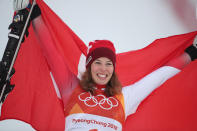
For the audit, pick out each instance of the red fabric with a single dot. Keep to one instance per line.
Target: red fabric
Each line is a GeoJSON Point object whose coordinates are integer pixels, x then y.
{"type": "Point", "coordinates": [33, 100]}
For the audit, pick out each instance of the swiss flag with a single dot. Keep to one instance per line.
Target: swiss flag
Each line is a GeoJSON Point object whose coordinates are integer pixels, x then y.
{"type": "Point", "coordinates": [34, 100]}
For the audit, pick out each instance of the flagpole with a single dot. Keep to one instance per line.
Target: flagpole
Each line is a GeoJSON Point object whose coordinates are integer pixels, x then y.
{"type": "Point", "coordinates": [9, 73]}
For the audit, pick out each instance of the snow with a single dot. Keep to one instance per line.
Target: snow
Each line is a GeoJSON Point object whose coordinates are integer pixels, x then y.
{"type": "Point", "coordinates": [129, 24]}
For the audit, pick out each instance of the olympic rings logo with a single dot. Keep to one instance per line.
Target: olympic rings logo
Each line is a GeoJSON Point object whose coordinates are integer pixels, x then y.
{"type": "Point", "coordinates": [101, 100]}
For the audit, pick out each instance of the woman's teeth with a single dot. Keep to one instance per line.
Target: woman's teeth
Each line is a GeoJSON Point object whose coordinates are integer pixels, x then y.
{"type": "Point", "coordinates": [102, 76]}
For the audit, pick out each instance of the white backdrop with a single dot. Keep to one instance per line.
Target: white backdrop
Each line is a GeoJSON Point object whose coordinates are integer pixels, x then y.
{"type": "Point", "coordinates": [129, 24]}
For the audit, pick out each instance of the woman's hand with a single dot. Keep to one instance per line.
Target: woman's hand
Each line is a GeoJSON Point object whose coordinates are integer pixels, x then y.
{"type": "Point", "coordinates": [20, 4]}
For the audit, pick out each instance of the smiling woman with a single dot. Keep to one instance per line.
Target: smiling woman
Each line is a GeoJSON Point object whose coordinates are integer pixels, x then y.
{"type": "Point", "coordinates": [100, 68]}
{"type": "Point", "coordinates": [98, 102]}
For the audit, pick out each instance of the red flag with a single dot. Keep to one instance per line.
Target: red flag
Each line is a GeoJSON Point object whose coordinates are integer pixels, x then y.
{"type": "Point", "coordinates": [34, 100]}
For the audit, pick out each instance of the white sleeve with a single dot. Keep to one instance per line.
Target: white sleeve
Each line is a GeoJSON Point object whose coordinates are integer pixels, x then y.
{"type": "Point", "coordinates": [134, 94]}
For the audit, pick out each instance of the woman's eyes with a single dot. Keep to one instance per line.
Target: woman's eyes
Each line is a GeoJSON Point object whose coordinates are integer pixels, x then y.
{"type": "Point", "coordinates": [99, 63]}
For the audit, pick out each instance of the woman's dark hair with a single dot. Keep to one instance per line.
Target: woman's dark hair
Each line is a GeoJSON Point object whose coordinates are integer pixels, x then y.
{"type": "Point", "coordinates": [113, 87]}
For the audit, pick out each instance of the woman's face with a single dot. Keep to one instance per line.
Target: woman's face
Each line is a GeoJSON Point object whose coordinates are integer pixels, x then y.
{"type": "Point", "coordinates": [102, 70]}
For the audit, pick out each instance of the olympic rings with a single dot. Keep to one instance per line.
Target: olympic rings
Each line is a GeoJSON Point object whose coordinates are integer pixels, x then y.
{"type": "Point", "coordinates": [101, 102]}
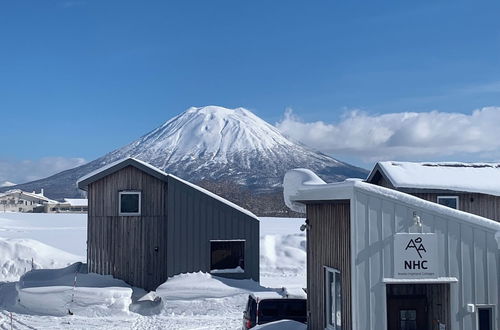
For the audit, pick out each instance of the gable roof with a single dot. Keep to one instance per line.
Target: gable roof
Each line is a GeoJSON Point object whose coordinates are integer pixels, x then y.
{"type": "Point", "coordinates": [481, 178]}
{"type": "Point", "coordinates": [100, 173]}
{"type": "Point", "coordinates": [28, 194]}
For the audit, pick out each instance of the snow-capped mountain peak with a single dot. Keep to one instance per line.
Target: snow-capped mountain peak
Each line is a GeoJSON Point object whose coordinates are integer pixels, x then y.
{"type": "Point", "coordinates": [215, 144]}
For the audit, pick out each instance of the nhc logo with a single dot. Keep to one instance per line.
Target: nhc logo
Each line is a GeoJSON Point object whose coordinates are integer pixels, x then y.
{"type": "Point", "coordinates": [415, 255]}
{"type": "Point", "coordinates": [412, 244]}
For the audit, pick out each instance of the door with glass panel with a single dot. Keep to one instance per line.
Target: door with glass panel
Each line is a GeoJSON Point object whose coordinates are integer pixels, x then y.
{"type": "Point", "coordinates": [408, 313]}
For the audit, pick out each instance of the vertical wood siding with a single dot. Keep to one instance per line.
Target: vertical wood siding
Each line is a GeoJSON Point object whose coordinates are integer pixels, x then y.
{"type": "Point", "coordinates": [329, 244]}
{"type": "Point", "coordinates": [195, 219]}
{"type": "Point", "coordinates": [171, 236]}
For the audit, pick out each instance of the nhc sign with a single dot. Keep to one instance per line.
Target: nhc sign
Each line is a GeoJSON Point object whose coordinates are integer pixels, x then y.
{"type": "Point", "coordinates": [415, 256]}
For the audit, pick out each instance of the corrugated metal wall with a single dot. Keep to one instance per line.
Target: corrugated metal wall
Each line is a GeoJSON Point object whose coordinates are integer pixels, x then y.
{"type": "Point", "coordinates": [171, 236]}
{"type": "Point", "coordinates": [467, 252]}
{"type": "Point", "coordinates": [328, 244]}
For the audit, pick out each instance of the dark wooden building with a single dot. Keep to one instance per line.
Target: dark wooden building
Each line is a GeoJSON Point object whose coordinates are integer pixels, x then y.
{"type": "Point", "coordinates": [145, 225]}
{"type": "Point", "coordinates": [469, 187]}
{"type": "Point", "coordinates": [383, 259]}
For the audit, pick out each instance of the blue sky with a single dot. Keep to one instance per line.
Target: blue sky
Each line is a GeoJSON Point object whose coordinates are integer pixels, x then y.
{"type": "Point", "coordinates": [81, 78]}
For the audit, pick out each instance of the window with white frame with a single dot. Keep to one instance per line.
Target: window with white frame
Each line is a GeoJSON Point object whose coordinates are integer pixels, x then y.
{"type": "Point", "coordinates": [485, 317]}
{"type": "Point", "coordinates": [129, 203]}
{"type": "Point", "coordinates": [450, 201]}
{"type": "Point", "coordinates": [333, 299]}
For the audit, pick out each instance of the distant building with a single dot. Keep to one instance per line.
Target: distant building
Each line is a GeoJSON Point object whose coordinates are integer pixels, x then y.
{"type": "Point", "coordinates": [17, 200]}
{"type": "Point", "coordinates": [469, 187]}
{"type": "Point", "coordinates": [383, 259]}
{"type": "Point", "coordinates": [69, 205]}
{"type": "Point", "coordinates": [145, 225]}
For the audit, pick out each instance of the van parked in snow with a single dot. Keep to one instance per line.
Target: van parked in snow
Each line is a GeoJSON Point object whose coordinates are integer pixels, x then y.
{"type": "Point", "coordinates": [265, 307]}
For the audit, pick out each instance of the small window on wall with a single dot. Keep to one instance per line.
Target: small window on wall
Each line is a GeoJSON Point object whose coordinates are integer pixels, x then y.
{"type": "Point", "coordinates": [227, 256]}
{"type": "Point", "coordinates": [333, 299]}
{"type": "Point", "coordinates": [485, 318]}
{"type": "Point", "coordinates": [129, 203]}
{"type": "Point", "coordinates": [450, 201]}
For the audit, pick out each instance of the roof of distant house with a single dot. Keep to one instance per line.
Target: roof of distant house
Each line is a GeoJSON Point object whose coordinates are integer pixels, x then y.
{"type": "Point", "coordinates": [466, 177]}
{"type": "Point", "coordinates": [77, 201]}
{"type": "Point", "coordinates": [32, 195]}
{"type": "Point", "coordinates": [302, 186]}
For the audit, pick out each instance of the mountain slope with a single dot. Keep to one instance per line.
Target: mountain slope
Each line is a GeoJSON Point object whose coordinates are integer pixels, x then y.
{"type": "Point", "coordinates": [212, 144]}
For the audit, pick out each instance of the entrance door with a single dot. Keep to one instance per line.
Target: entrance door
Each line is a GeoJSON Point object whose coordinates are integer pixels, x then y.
{"type": "Point", "coordinates": [407, 313]}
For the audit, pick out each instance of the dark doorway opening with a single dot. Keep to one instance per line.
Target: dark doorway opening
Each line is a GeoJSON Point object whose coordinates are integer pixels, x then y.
{"type": "Point", "coordinates": [417, 306]}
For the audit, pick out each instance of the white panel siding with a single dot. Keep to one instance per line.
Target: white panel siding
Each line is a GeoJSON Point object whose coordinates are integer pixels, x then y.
{"type": "Point", "coordinates": [466, 251]}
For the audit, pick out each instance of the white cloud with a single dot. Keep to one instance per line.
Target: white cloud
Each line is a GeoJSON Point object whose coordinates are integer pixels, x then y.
{"type": "Point", "coordinates": [21, 171]}
{"type": "Point", "coordinates": [405, 135]}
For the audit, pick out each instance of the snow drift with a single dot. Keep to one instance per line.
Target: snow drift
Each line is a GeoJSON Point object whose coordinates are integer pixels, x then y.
{"type": "Point", "coordinates": [52, 292]}
{"type": "Point", "coordinates": [19, 255]}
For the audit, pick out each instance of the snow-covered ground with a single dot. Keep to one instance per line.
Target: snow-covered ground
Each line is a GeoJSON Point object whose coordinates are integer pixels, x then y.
{"type": "Point", "coordinates": [188, 301]}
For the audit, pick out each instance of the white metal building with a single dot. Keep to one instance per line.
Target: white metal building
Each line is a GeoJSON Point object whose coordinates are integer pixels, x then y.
{"type": "Point", "coordinates": [383, 259]}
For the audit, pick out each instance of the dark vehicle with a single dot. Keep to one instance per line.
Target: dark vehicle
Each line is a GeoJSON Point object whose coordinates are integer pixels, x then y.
{"type": "Point", "coordinates": [265, 307]}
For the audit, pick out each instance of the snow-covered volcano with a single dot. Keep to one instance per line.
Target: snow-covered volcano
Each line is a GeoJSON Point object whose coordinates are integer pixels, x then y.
{"type": "Point", "coordinates": [215, 144]}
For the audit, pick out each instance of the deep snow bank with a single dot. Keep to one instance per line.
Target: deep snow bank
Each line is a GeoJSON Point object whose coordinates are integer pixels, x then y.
{"type": "Point", "coordinates": [17, 256]}
{"type": "Point", "coordinates": [51, 292]}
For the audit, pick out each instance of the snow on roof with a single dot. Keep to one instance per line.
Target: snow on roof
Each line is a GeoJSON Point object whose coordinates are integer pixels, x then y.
{"type": "Point", "coordinates": [77, 201]}
{"type": "Point", "coordinates": [282, 294]}
{"type": "Point", "coordinates": [162, 174]}
{"type": "Point", "coordinates": [468, 177]}
{"type": "Point", "coordinates": [333, 191]}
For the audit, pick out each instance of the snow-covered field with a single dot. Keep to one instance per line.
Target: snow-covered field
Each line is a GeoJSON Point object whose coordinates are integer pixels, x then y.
{"type": "Point", "coordinates": [43, 298]}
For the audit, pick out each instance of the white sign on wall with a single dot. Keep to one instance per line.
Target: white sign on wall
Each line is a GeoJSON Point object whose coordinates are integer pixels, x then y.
{"type": "Point", "coordinates": [415, 256]}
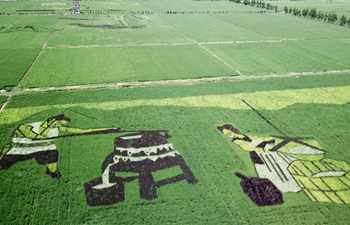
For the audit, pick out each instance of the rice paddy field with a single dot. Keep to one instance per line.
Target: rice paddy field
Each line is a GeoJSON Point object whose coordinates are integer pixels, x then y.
{"type": "Point", "coordinates": [173, 112]}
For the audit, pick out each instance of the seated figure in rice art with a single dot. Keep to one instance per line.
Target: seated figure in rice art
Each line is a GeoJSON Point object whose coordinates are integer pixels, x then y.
{"type": "Point", "coordinates": [294, 164]}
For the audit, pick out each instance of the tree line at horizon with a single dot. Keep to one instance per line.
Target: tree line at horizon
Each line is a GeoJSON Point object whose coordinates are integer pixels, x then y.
{"type": "Point", "coordinates": [304, 12]}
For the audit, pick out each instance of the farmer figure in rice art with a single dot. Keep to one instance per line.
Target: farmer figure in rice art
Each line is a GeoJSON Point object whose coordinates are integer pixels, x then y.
{"type": "Point", "coordinates": [36, 141]}
{"type": "Point", "coordinates": [295, 165]}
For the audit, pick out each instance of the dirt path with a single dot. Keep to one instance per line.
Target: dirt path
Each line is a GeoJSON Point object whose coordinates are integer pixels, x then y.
{"type": "Point", "coordinates": [136, 84]}
{"type": "Point", "coordinates": [3, 106]}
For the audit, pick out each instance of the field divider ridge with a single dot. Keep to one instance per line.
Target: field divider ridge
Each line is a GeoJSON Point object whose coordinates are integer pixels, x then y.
{"type": "Point", "coordinates": [139, 84]}
{"type": "Point", "coordinates": [160, 44]}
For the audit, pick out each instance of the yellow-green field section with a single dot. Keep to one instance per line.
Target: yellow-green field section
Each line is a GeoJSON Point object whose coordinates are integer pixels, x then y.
{"type": "Point", "coordinates": [313, 107]}
{"type": "Point", "coordinates": [141, 41]}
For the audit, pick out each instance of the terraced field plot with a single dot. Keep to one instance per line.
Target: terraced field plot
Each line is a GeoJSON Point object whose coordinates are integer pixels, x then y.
{"type": "Point", "coordinates": [172, 112]}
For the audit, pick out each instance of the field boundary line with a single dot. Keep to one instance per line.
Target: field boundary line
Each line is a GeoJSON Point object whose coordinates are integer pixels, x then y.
{"type": "Point", "coordinates": [137, 84]}
{"type": "Point", "coordinates": [44, 46]}
{"type": "Point", "coordinates": [161, 44]}
{"type": "Point", "coordinates": [3, 106]}
{"type": "Point", "coordinates": [29, 69]}
{"type": "Point", "coordinates": [215, 56]}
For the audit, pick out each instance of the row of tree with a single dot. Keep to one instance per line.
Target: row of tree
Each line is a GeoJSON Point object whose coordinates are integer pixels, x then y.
{"type": "Point", "coordinates": [257, 3]}
{"type": "Point", "coordinates": [319, 15]}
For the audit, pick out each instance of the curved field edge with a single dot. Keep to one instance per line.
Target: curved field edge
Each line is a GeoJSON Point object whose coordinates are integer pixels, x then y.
{"type": "Point", "coordinates": [159, 92]}
{"type": "Point", "coordinates": [195, 138]}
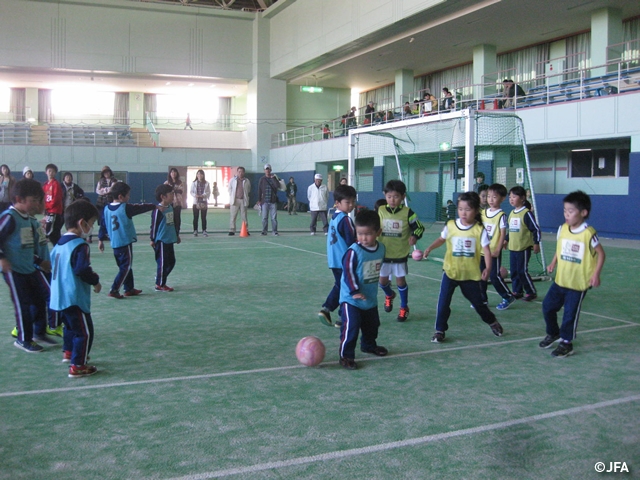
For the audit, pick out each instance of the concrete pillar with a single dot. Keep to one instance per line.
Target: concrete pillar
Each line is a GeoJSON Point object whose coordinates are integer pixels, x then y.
{"type": "Point", "coordinates": [136, 110]}
{"type": "Point", "coordinates": [606, 29]}
{"type": "Point", "coordinates": [484, 70]}
{"type": "Point", "coordinates": [404, 87]}
{"type": "Point", "coordinates": [266, 99]}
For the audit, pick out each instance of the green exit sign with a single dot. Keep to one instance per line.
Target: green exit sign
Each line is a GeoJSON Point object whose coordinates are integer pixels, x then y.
{"type": "Point", "coordinates": [307, 89]}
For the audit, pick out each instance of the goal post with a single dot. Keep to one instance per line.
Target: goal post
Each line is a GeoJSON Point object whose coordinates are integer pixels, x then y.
{"type": "Point", "coordinates": [438, 157]}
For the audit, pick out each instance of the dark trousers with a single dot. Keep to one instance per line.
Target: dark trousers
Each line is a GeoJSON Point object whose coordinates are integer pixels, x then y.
{"type": "Point", "coordinates": [203, 216]}
{"type": "Point", "coordinates": [124, 260]}
{"type": "Point", "coordinates": [556, 298]}
{"type": "Point", "coordinates": [166, 260]}
{"type": "Point", "coordinates": [520, 278]}
{"type": "Point", "coordinates": [354, 320]}
{"type": "Point", "coordinates": [29, 293]}
{"type": "Point", "coordinates": [333, 299]}
{"type": "Point", "coordinates": [496, 280]}
{"type": "Point", "coordinates": [314, 220]}
{"type": "Point", "coordinates": [177, 220]}
{"type": "Point", "coordinates": [78, 334]}
{"type": "Point", "coordinates": [471, 290]}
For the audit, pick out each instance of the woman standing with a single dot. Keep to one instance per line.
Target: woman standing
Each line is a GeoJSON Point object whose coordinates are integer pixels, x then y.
{"type": "Point", "coordinates": [200, 191]}
{"type": "Point", "coordinates": [179, 201]}
{"type": "Point", "coordinates": [6, 184]}
{"type": "Point", "coordinates": [103, 188]}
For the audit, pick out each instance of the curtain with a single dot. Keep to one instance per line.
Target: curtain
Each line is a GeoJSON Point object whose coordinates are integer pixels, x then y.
{"type": "Point", "coordinates": [44, 106]}
{"type": "Point", "coordinates": [224, 112]}
{"type": "Point", "coordinates": [121, 108]}
{"type": "Point", "coordinates": [578, 50]}
{"type": "Point", "coordinates": [18, 101]}
{"type": "Point", "coordinates": [150, 105]}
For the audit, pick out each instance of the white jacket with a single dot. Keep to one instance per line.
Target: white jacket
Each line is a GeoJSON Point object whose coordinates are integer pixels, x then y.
{"type": "Point", "coordinates": [233, 184]}
{"type": "Point", "coordinates": [318, 197]}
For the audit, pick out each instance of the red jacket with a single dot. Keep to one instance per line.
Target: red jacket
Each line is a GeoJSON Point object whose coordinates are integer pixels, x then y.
{"type": "Point", "coordinates": [53, 197]}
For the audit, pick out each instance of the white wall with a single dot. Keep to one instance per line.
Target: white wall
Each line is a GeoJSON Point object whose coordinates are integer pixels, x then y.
{"type": "Point", "coordinates": [120, 36]}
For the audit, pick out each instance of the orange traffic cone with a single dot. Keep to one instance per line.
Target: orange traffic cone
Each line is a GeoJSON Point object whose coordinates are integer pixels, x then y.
{"type": "Point", "coordinates": [243, 230]}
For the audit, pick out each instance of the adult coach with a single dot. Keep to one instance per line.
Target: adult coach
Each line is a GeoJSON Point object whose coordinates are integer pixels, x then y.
{"type": "Point", "coordinates": [318, 197]}
{"type": "Point", "coordinates": [268, 187]}
{"type": "Point", "coordinates": [239, 190]}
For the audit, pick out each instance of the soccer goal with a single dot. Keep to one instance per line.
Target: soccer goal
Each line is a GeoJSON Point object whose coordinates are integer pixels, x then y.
{"type": "Point", "coordinates": [440, 156]}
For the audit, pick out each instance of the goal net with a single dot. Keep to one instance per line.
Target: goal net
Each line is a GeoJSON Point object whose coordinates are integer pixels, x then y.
{"type": "Point", "coordinates": [439, 157]}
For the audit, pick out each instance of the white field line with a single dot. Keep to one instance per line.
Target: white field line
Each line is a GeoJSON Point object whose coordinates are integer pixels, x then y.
{"type": "Point", "coordinates": [435, 351]}
{"type": "Point", "coordinates": [411, 442]}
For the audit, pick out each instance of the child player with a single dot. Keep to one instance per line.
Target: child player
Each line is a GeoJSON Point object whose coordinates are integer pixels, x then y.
{"type": "Point", "coordinates": [524, 235]}
{"type": "Point", "coordinates": [465, 239]}
{"type": "Point", "coordinates": [163, 235]}
{"type": "Point", "coordinates": [118, 225]}
{"type": "Point", "coordinates": [359, 291]}
{"type": "Point", "coordinates": [495, 223]}
{"type": "Point", "coordinates": [53, 204]}
{"type": "Point", "coordinates": [342, 234]}
{"type": "Point", "coordinates": [20, 252]}
{"type": "Point", "coordinates": [579, 257]}
{"type": "Point", "coordinates": [401, 229]}
{"type": "Point", "coordinates": [71, 283]}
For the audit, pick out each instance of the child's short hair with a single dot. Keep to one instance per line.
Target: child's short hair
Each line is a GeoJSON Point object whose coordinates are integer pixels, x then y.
{"type": "Point", "coordinates": [368, 218]}
{"type": "Point", "coordinates": [119, 189]}
{"type": "Point", "coordinates": [580, 200]}
{"type": "Point", "coordinates": [343, 192]}
{"type": "Point", "coordinates": [518, 191]}
{"type": "Point", "coordinates": [499, 189]}
{"type": "Point", "coordinates": [27, 188]}
{"type": "Point", "coordinates": [397, 186]}
{"type": "Point", "coordinates": [79, 210]}
{"type": "Point", "coordinates": [379, 203]}
{"type": "Point", "coordinates": [161, 190]}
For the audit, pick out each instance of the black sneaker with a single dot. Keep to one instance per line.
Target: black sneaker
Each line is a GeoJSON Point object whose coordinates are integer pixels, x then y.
{"type": "Point", "coordinates": [563, 350]}
{"type": "Point", "coordinates": [348, 363]}
{"type": "Point", "coordinates": [438, 337]}
{"type": "Point", "coordinates": [496, 328]}
{"type": "Point", "coordinates": [377, 350]}
{"type": "Point", "coordinates": [30, 347]}
{"type": "Point", "coordinates": [548, 341]}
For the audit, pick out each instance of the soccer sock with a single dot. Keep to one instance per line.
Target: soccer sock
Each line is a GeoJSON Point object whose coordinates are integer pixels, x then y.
{"type": "Point", "coordinates": [404, 296]}
{"type": "Point", "coordinates": [387, 289]}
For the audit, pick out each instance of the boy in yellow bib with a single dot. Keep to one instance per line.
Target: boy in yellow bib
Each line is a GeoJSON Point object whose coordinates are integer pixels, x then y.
{"type": "Point", "coordinates": [579, 257]}
{"type": "Point", "coordinates": [465, 239]}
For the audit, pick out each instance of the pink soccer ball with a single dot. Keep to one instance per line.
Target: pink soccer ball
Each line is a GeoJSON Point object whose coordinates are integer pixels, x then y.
{"type": "Point", "coordinates": [310, 351]}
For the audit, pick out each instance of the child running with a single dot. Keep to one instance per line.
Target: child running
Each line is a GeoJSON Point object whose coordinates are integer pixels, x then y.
{"type": "Point", "coordinates": [118, 225]}
{"type": "Point", "coordinates": [524, 236]}
{"type": "Point", "coordinates": [71, 283]}
{"type": "Point", "coordinates": [359, 291]}
{"type": "Point", "coordinates": [465, 239]}
{"type": "Point", "coordinates": [20, 252]}
{"type": "Point", "coordinates": [163, 235]}
{"type": "Point", "coordinates": [401, 230]}
{"type": "Point", "coordinates": [579, 257]}
{"type": "Point", "coordinates": [495, 222]}
{"type": "Point", "coordinates": [342, 234]}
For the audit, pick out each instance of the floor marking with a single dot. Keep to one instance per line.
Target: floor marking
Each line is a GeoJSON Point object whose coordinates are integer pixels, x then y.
{"type": "Point", "coordinates": [299, 249]}
{"type": "Point", "coordinates": [411, 442]}
{"type": "Point", "coordinates": [434, 351]}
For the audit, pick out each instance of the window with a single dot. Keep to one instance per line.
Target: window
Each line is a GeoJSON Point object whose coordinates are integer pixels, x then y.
{"type": "Point", "coordinates": [606, 162]}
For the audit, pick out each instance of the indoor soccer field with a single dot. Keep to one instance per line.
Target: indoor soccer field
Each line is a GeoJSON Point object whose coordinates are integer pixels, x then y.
{"type": "Point", "coordinates": [203, 382]}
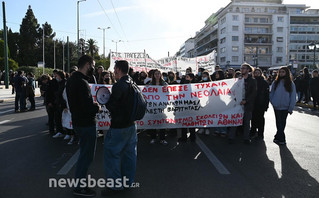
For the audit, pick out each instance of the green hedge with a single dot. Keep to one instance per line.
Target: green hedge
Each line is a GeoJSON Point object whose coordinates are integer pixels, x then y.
{"type": "Point", "coordinates": [12, 64]}
{"type": "Point", "coordinates": [36, 71]}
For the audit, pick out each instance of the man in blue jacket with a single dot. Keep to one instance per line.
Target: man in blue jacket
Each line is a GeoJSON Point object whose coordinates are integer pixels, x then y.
{"type": "Point", "coordinates": [283, 99]}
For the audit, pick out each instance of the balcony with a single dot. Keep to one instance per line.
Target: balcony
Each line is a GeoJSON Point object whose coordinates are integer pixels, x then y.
{"type": "Point", "coordinates": [257, 41]}
{"type": "Point", "coordinates": [259, 32]}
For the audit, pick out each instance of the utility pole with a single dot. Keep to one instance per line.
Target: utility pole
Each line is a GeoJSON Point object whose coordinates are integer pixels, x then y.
{"type": "Point", "coordinates": [43, 48]}
{"type": "Point", "coordinates": [68, 54]}
{"type": "Point", "coordinates": [6, 65]}
{"type": "Point", "coordinates": [54, 55]}
{"type": "Point", "coordinates": [63, 63]}
{"type": "Point", "coordinates": [104, 43]}
{"type": "Point", "coordinates": [78, 26]}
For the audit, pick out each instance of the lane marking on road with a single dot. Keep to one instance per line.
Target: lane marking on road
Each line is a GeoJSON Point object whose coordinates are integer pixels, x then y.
{"type": "Point", "coordinates": [6, 111]}
{"type": "Point", "coordinates": [3, 112]}
{"type": "Point", "coordinates": [68, 166]}
{"type": "Point", "coordinates": [212, 158]}
{"type": "Point", "coordinates": [4, 121]}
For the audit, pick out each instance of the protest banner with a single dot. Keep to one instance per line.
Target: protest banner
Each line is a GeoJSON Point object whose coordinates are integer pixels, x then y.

-- -- --

• Exercise brief: Please print, word for word, the lines from the one containing "For the audit, pick out each instance of the protest" through the last line of the records.

• Full solution:
For the audit, pick out each instance of the protest banner with a single dot. Keep to one instance per line.
Target: protest banner
Each line is a GeoJSON Point object whose coordinates are integer pixels, x then y.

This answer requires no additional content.